* **EXERCISE REQUIREMENTS**
Every line from the one containing "Prove me wrong or prove me right: there's a large" to the one containing "Prove me wrong or prove me right: there's a drooping" in the records below, both included, must be set down exactly, and no other line.
═════ SOURCE INFORMATION ═════
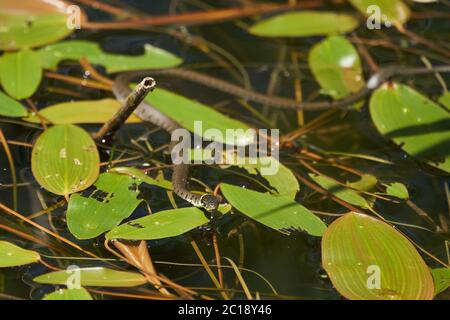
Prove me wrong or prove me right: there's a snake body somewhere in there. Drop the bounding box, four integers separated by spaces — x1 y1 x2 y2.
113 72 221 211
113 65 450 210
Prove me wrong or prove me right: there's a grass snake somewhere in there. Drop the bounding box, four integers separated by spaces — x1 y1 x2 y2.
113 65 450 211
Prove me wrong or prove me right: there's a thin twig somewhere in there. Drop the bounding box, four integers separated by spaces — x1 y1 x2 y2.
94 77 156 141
═════
═════ SOURCE INFORMATION ═════
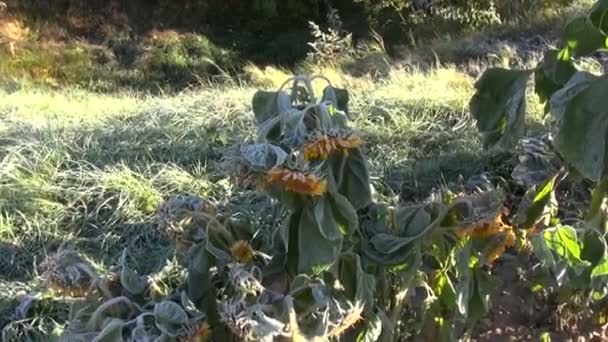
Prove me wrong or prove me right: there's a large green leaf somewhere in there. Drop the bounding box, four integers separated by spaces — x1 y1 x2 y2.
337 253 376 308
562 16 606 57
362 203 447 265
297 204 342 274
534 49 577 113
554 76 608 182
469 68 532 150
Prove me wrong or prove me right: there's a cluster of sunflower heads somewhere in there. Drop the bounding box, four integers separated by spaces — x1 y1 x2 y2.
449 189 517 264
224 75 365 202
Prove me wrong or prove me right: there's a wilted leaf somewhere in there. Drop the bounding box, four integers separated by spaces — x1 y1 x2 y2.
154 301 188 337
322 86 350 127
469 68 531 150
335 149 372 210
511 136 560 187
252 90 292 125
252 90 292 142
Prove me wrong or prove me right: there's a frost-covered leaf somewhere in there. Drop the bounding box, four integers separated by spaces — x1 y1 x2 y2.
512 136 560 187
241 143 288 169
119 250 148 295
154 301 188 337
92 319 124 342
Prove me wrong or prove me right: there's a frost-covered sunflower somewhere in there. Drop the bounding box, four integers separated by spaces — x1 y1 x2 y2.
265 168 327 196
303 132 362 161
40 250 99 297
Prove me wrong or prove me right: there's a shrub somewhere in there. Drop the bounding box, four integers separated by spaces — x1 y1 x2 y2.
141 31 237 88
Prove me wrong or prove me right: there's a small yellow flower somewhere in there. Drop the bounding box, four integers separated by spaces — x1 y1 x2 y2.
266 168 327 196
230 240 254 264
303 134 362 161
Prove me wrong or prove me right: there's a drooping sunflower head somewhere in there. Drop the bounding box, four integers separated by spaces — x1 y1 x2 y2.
═════
* **TASK RESPONSE**
Prove me wrong or prove me right: there's a large green leaf somewhere in there. Drop the bounding box, four integers separated by spaces — x1 y1 x2 y2.
337 253 376 308
562 16 606 57
362 203 447 265
297 204 342 274
534 49 577 113
554 76 608 182
469 68 532 150
Prove me wrong or prove me right: there's a cluster of sunflower heads somewhere in there. Drop the bounding box, four integers separated by spaces — x1 y1 x2 y2.
449 189 517 264
224 75 365 202
Prove me wrong or prove me right: there's a wilted leaf somewhere in there. Drop the bounding box, four integers separated by spaces — x1 y1 x2 y2.
154 301 188 337
322 86 350 127
469 68 531 150
335 149 372 210
511 136 560 187
252 90 292 125
252 90 292 142
Prove me wrong or prove me right: there's a frost-covered leaf somewhere in there. Drop the bounding box, four integers separated by spaces — x1 y1 x2 y2.
512 136 560 187
241 143 288 169
119 250 148 295
154 301 188 337
92 319 124 342
Prove me wrong or prove me right: there's a frost-covered sunflower somewhere in there. Drop the bounding box, four integers separated by spaces — x1 y1 x2 y2.
265 168 327 196
303 132 362 161
40 250 99 297
Prove me wrong or prove me right: there's a shrub somewhere in there. Drop the bounding box, four integers separated by spaces — x1 y1 x2 y2.
141 31 237 88
Prove me wrong or prove me right: there's a small yellow flower somewhere in there. Drop the bounding box, four integers separated by spaces — x1 y1 x2 y2.
266 168 327 196
230 240 254 264
303 134 362 161
Prove me wrong or prove me right: there's a drooping sunflower head somewhere in there. Drop the bounding box, four integers separated by spaces — x1 y1 x2 y2.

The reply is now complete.